» **GIVEN EXERCISE**:
Extract every line of the material below that contains the string "window", copying each line in full.
-- start ROWS --
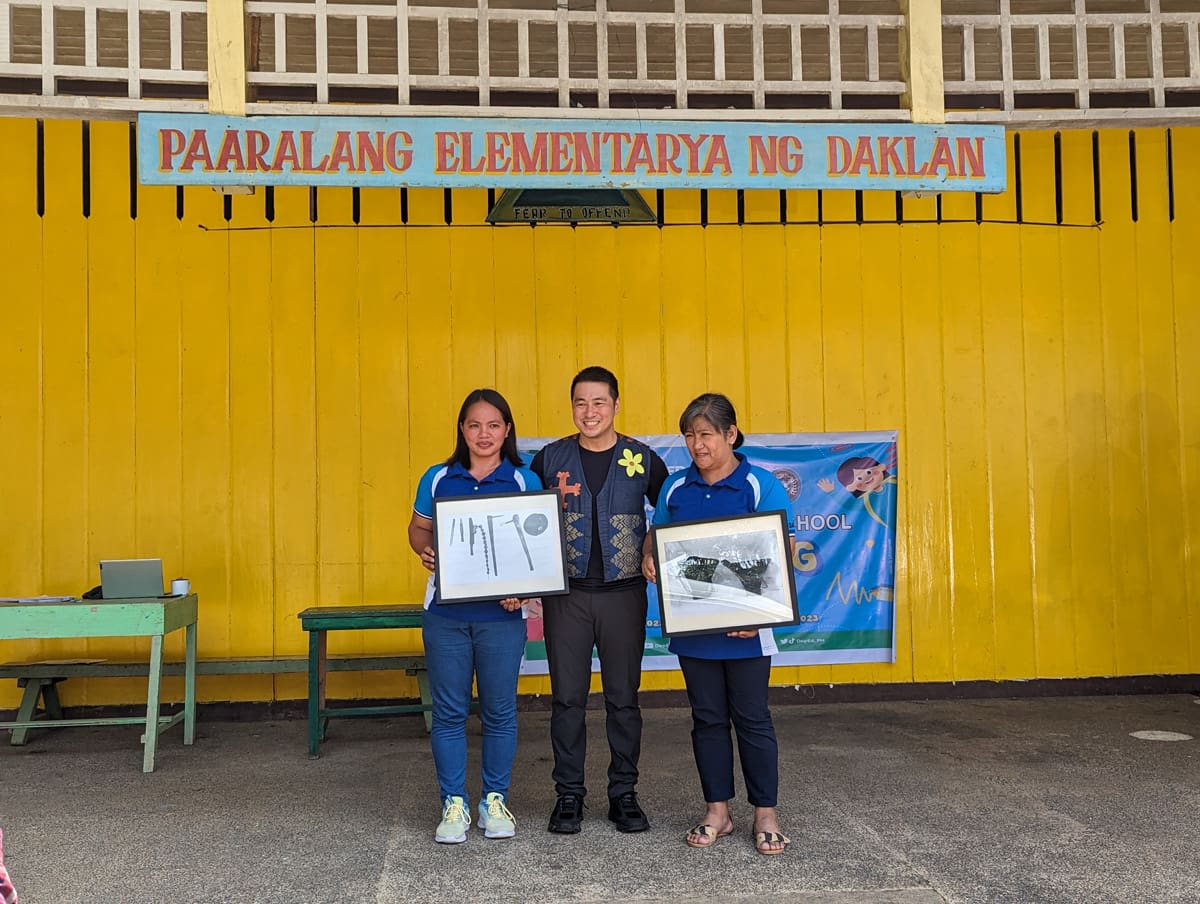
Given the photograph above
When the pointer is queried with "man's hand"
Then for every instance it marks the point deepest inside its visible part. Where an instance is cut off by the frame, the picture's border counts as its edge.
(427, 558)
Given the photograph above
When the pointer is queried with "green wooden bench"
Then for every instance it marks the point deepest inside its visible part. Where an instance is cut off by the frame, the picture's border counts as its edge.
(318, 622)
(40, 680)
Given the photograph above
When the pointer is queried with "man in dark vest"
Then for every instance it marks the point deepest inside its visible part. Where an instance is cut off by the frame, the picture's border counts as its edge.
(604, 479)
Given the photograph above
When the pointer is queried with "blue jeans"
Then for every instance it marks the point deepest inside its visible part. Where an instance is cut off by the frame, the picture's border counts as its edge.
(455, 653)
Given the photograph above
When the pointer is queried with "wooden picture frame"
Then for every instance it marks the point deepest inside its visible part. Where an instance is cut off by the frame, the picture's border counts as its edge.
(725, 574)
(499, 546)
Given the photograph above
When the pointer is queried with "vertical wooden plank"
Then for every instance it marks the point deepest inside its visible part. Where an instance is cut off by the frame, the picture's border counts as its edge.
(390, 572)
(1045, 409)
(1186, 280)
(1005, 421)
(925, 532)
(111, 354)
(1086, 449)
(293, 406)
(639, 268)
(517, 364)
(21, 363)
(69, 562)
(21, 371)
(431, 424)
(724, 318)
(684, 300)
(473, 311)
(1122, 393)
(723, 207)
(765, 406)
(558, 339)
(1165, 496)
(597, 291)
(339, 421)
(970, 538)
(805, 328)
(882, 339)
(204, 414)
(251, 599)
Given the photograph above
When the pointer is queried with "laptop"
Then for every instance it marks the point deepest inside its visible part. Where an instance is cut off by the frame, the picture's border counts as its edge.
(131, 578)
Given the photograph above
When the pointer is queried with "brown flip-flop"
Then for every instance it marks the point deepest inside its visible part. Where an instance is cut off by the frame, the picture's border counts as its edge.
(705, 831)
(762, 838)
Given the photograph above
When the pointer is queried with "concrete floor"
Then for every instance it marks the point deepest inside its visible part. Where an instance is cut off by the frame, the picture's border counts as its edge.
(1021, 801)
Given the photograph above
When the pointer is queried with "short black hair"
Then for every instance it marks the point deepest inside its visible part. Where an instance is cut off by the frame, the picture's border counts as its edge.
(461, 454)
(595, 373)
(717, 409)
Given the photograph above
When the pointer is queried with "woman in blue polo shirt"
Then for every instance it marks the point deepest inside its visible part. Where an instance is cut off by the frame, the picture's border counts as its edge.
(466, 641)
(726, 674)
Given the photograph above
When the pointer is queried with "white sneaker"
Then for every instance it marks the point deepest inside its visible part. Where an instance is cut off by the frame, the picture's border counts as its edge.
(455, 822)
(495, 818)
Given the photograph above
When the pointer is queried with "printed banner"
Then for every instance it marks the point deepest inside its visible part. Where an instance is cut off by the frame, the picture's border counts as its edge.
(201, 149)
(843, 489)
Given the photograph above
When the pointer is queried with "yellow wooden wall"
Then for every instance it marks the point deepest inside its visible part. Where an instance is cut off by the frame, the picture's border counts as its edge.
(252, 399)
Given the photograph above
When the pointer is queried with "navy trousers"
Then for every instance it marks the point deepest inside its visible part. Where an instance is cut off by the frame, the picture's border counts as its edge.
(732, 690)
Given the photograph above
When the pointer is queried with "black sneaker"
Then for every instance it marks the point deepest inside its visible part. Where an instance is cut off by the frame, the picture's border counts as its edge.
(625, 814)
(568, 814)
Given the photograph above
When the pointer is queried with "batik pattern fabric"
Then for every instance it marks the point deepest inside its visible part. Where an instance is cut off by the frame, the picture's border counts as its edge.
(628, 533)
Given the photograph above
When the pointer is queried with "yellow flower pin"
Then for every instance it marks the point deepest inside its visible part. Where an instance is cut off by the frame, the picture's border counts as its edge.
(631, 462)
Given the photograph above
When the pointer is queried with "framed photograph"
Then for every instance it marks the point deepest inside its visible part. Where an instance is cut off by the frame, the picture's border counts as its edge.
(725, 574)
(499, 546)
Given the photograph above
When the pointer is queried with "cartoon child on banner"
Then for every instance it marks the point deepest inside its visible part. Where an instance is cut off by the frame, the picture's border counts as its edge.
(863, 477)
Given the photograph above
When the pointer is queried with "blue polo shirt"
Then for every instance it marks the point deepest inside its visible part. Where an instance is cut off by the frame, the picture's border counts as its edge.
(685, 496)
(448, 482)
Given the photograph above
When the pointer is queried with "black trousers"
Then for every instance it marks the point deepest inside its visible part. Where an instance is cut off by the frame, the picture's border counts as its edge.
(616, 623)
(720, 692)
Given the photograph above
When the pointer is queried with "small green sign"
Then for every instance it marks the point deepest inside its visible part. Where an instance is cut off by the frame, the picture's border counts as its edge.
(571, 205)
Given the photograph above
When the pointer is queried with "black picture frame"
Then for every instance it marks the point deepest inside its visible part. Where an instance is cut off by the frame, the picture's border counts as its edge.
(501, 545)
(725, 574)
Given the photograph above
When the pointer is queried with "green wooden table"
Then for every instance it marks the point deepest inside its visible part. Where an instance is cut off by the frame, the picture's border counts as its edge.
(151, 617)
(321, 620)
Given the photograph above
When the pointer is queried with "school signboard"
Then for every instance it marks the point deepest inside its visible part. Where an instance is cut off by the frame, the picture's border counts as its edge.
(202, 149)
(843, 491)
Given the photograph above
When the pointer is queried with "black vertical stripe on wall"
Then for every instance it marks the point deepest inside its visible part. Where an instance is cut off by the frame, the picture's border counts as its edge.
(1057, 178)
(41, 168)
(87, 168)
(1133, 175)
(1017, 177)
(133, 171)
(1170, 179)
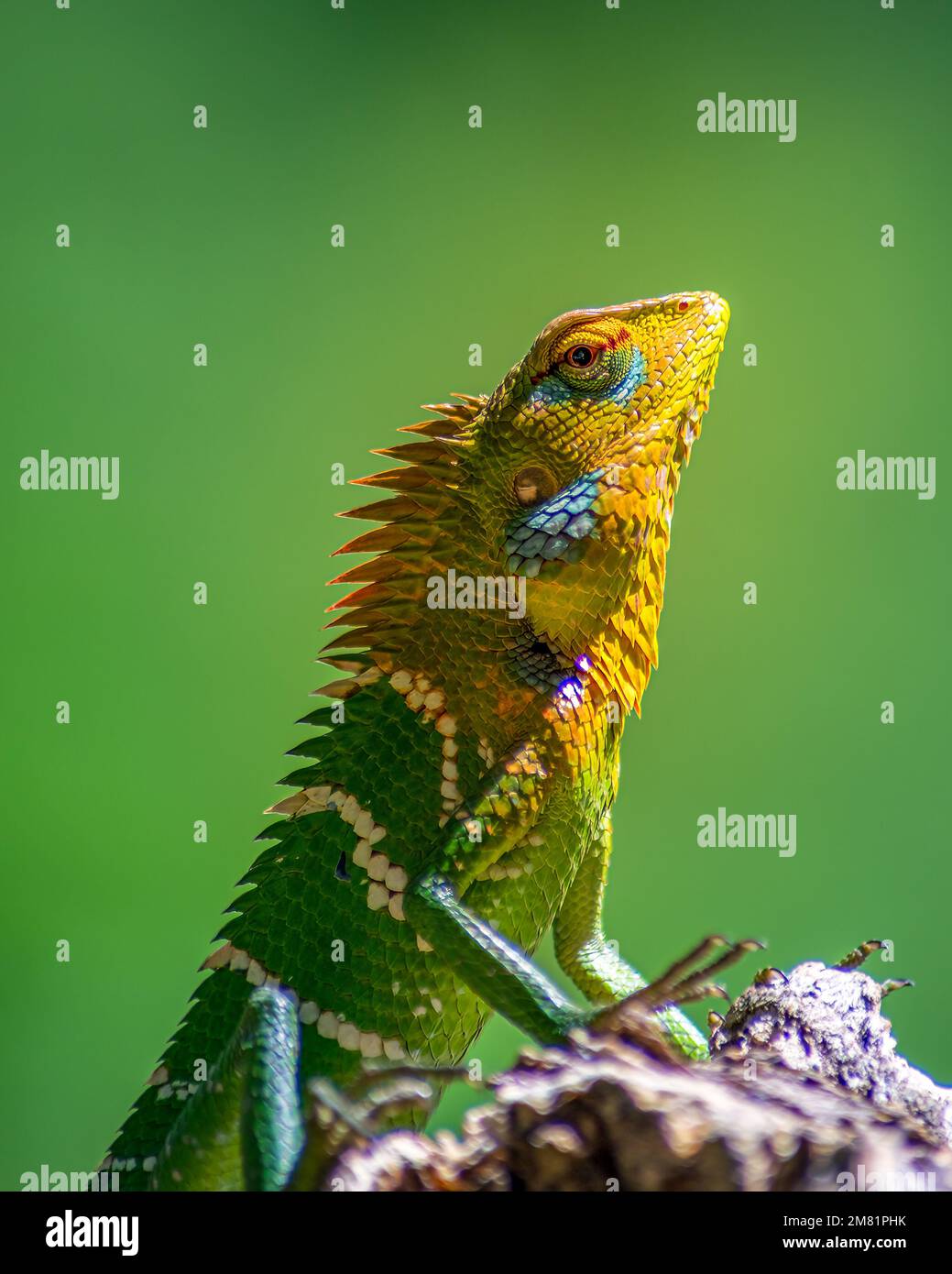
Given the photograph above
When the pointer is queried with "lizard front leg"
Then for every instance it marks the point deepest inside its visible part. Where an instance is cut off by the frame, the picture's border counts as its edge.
-- end ROWS --
-- start ROWS --
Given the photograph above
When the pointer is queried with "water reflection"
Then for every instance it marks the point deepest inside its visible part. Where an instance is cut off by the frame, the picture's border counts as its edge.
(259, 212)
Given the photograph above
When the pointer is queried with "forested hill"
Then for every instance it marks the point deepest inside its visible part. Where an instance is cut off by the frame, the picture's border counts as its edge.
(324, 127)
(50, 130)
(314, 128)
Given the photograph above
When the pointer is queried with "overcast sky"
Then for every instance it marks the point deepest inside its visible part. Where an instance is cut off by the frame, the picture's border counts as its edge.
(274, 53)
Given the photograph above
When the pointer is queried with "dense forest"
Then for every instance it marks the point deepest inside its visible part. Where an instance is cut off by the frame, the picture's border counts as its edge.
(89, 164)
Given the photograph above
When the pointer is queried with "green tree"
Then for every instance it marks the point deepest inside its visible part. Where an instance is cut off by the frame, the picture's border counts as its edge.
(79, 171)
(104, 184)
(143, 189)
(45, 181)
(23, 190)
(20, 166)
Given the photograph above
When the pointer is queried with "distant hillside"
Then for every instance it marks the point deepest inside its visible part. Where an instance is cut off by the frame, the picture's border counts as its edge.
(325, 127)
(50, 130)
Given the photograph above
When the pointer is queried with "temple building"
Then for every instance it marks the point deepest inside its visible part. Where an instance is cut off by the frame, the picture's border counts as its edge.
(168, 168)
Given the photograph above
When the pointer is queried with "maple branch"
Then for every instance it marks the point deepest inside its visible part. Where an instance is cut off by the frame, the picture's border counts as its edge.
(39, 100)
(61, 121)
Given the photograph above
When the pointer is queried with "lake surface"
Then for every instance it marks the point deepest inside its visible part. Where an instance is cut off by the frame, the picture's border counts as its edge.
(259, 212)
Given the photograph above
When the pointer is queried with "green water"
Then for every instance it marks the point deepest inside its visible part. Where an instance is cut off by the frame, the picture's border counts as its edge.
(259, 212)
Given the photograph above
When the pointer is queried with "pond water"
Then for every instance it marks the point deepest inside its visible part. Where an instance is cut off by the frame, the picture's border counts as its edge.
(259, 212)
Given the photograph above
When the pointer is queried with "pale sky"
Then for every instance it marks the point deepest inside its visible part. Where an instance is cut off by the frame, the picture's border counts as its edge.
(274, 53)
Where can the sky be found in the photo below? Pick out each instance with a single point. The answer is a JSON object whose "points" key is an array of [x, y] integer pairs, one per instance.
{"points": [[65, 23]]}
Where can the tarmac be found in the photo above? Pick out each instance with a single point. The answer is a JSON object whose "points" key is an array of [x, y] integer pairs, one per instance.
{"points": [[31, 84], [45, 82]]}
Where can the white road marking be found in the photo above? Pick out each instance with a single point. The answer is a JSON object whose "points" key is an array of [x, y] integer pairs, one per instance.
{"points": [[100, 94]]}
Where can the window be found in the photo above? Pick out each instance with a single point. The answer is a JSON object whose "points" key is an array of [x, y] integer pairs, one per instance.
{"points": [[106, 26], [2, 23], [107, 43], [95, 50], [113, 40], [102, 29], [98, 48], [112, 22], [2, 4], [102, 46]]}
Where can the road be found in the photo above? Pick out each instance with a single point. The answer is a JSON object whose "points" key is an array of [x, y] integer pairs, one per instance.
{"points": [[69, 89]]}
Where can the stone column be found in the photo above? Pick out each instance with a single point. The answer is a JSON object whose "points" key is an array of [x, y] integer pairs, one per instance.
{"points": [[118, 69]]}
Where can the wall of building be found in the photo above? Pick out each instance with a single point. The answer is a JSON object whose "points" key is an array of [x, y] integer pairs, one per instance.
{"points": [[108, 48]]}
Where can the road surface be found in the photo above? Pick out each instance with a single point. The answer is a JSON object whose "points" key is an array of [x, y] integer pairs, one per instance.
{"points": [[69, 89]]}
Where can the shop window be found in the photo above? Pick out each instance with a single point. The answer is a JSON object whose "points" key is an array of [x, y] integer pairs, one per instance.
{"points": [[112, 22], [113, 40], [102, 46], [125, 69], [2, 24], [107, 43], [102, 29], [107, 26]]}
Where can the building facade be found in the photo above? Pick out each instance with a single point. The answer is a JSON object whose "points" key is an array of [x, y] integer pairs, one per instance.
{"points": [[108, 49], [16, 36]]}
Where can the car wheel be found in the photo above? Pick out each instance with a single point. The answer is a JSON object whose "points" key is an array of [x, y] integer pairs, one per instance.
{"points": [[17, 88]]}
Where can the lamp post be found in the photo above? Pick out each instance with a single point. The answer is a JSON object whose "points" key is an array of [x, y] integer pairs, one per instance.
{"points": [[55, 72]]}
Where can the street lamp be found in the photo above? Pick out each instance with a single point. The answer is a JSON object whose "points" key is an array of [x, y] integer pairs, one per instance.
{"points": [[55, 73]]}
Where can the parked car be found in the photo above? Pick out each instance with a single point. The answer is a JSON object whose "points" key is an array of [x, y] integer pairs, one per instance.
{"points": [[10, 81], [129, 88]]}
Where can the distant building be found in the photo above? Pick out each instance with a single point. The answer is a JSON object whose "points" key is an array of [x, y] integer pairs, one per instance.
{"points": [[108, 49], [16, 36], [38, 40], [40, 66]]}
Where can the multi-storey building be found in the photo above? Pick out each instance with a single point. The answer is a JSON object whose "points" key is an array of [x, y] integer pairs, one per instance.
-- end ROWS --
-- start ROWS --
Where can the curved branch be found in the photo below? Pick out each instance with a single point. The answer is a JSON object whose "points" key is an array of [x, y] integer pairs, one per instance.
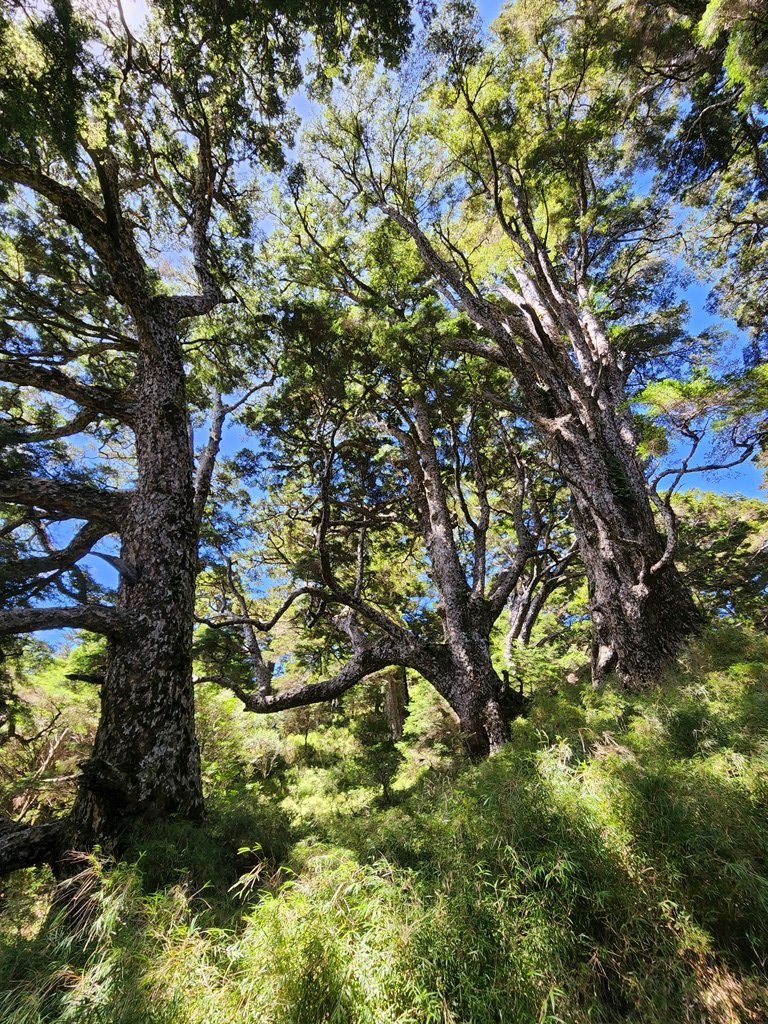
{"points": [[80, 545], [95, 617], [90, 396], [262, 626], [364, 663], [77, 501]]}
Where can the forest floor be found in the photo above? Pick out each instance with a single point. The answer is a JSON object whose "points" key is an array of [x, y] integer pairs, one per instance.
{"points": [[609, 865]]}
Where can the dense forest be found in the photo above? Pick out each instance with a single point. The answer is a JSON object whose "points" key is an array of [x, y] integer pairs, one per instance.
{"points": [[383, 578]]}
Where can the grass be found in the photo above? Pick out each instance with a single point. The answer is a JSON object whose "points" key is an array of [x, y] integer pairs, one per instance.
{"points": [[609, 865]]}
-- end ROWS --
» **RESULT OF THIS TASK**:
Where can the window be found in the photo above? Pick out each instance with a single point. The answer is a JSON object whose "points" key is an array of [x, y] integer pairs, one per instance.
Where can the shop window be found in the photo above? Pick out each instance with a single point. The answer is a JSON object whose "points" key is an array of [x, y] integer pairs, one per instance.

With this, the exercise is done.